Recent global reports on whole grain and high fibre foods ought to further sharpen the focus of Caricom countries on reducing wheat and flour imports. A January 2011 report from Global Industry Analysts Inc a California-based consulting network published a forecast which states that the global market for whole grain and high-fibre foods could reach over US$24 billion by 2015, on account of the growth of health and fitness consciousness among consumers in developed countries. “Hectic, unhealthy lifestyles and poor dietary habits have heightened concerns about imminence of obesity, cardiovascular and other diseases, leading to a massive shift away from harmful, processed foods. The growing popularity of healthier, natural and fat-free whole grain/high fibre foods and baked products will provide the required growth impetus in the medium-to-long term,” the report says.

The GIS report refers to the release of new dietary guidelines in the US drawing attention to the importance of whole grain and high fibre foods in response to “studies corroborating the harmful impact of diets involving high proportion of processed foods, consumers are awakening to the need for healthy food into their daily diet.” In effect the GIS report means that increased demand for wheat and wheat flour among the more affluent could render the commodity increasingly inaccessible to poor consumers in developing countries.

Caribbean countries seeking to pursue new cassava flour initiatives, will be spared the trouble of reinventing the wheel. Both the technology and the manufacturing methodology are widely available in South America and Asia. Thailand has become one of the leading producers of cassava, cultivating an estimated 17.7 million tonnes annually. Between 50% and 60% of this production serves as a raw material for cassava chips and pellets exported to Europe and elsewhere  to be mixed into livestock feeds. Price instabilities associated with cassava products have pushed the country to add value to the cassava through diversified usage. The manufacture of cassava flour has been pursued as a solution. Additionally, cassava flour production has also helped reduce the country’s US$120 million annual wheat flour bill.

• **TASKS AND EXERCISES**
**1)** Rewrite the article on cassava flour between "Caribbean countries seeking" and "wheat flour bill.", inclusive, changing "cassava" to "manioc" throughout.
**2)** Answer these questions from the article on cassava flour:
(a) What figure could the global market for whole grain and high-fibre foods reach by 2015?
(b) How much cassava is Thailand estimated to cultivate each year?
(c) What is the size of Thailand's annual wheat flour bill?
You can ignore the data that follows the article; it is not required for any task.

Source records:
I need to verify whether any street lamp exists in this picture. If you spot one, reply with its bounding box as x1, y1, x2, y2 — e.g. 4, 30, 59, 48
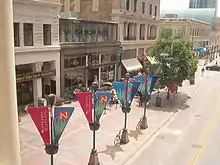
45, 94, 59, 165
88, 79, 100, 165
120, 73, 131, 144
140, 69, 149, 129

• **LIST OF ANSWERS**
**1)**
Caribbean countries seeking to pursue new manioc flour initiatives, will be spared the trouble of reinventing the wheel. Both the technology and the manufacturing methodology are widely available in South America and Asia. Thailand has become one of the leading producers of manioc, cultivating an estimated 17.7 million tonnes annually. Between 50% and 60% of this production serves as a raw material for manioc chips and pellets exported to Europe and elsewhere  to be mixed into livestock feeds. Price instabilities associated with manioc products have pushed the country to add value to the manioc through diversified usage. The manufacture of manioc flour has been pursued as a solution. Additionally, manioc flour production has also helped reduce the country’s US$120 million annual wheat flour bill.

**2)**
(a) Over US$24 billion.
(b) An estimated 17.7 million tonnes.
(c) US$120 million.